Passage =
========
Sunday, June 7, 2020

Drive (1997)

The near future. Toby Wong (Mark Dacascos), a former Hong Kong government agent turned involuntary killer for a Chinese company/government/organized crime entity goes on the run from his employers and makes his way to the USA. Here, he plans to sell the biological reactor implanted into his chest that gives him basic super soldier super powers to a company and retire somewhere nice, free from the hassle of the violent life.

Of course, his former bosses do not take this sort of thing lying down, particularly since Toby’s reactor is still a one-of-a kind prototype. So they send a team of American assassins (led by characters played by John Pyper-Ferguson and Tracey Walter) on his trail, with orders not to kill him. Which is a bit of a problem for these guys, since Toby has no such orders holding him back, plus superpowers (though he always goes out of his way to protect civilians). Still, during the first encounter with his hunters, things escalate a bit, and Toby takes innocent bystander Malik Brody (Kadeem Hardison) and his car hostage for a little road trip to Los Angeles. Of course, the two will become squabbling buddies while being chased and shot at.
========
Problem to work on = Return the words of the Drive review from "Sunday, June 7, 2020" up to and including "the violent life.", copied unchanged.

Stored data entries:
========
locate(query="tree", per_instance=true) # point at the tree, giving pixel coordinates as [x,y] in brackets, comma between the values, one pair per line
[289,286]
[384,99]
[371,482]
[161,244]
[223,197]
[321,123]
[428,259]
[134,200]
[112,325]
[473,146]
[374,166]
========
Response area =
Sunday, June 7, 2020

Drive (1997)

The near future. Toby Wong (Mark Dacascos), a former Hong Kong government agent turned involuntary killer for a Chinese company/government/organized crime entity goes on the run from his employers and makes his way to the USA. Here, he plans to sell the biological reactor implanted into his chest that gives him basic super soldier super powers to a company and retire somewhere nice, free from the hassle of the violent life.